Assignment:
In the entries below, find the lines with the word "Task" and copy them.

Provided records:
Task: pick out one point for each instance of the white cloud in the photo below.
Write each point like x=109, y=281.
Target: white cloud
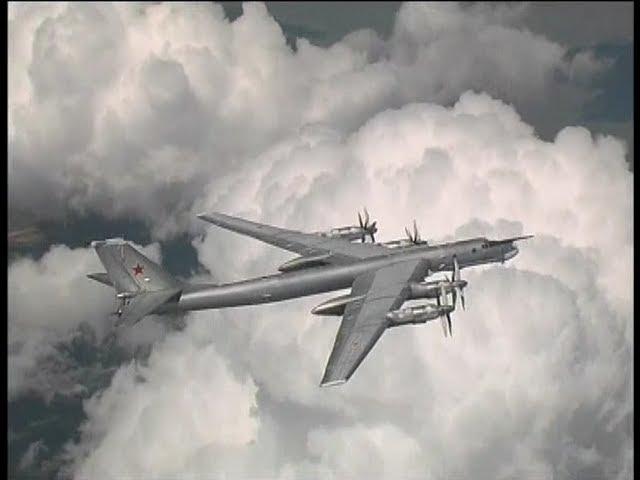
x=541, y=358
x=185, y=380
x=194, y=113
x=135, y=117
x=48, y=302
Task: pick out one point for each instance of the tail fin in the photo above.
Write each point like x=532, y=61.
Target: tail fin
x=130, y=271
x=141, y=284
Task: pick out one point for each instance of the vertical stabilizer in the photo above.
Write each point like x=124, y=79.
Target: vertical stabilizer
x=129, y=270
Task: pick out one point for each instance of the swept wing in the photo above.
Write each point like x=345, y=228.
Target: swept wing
x=364, y=320
x=305, y=244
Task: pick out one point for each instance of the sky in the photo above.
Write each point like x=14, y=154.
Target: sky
x=128, y=119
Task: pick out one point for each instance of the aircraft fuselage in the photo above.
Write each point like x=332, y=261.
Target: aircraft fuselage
x=321, y=279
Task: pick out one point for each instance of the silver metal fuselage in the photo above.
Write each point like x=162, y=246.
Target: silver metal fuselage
x=321, y=279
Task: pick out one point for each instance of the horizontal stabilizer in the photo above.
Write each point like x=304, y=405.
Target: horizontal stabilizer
x=101, y=277
x=145, y=303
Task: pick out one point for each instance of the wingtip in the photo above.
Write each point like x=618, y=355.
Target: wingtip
x=333, y=383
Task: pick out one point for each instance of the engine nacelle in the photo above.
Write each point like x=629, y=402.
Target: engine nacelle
x=352, y=232
x=424, y=290
x=300, y=263
x=335, y=306
x=433, y=289
x=417, y=314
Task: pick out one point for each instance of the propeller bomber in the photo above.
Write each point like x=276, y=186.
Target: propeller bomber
x=381, y=278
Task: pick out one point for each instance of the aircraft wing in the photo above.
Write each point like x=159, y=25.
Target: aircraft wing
x=364, y=320
x=305, y=244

Response to this exercise:
Task: pick out one point for each instance of the white cloud in the photo below.
Task: pick out one point for each instance of the tail fin in the photo above.
Task: pick out one point for each instance of the vertical stabilizer in the photo above.
Task: pick out one point for each instance of the swept wing in the photo above.
Task: pick out one point for each instance of the sky in the photo above.
Task: pick out one point for each instance of the aircraft fuselage in the photo above.
Task: pick out one point for each instance of the silver metal fuselage in the photo above.
Task: pick out one point for each instance of the horizontal stabilizer in the photo above.
Task: pick out one point for each instance of the wingtip in the photo above.
Task: pick out one point for each instance of the engine nacelle in the photo above.
Task: pick out one point for each instance of the propeller bomber in the photo above.
Task: pick out one point for each instance of the aircraft wing in the photo above.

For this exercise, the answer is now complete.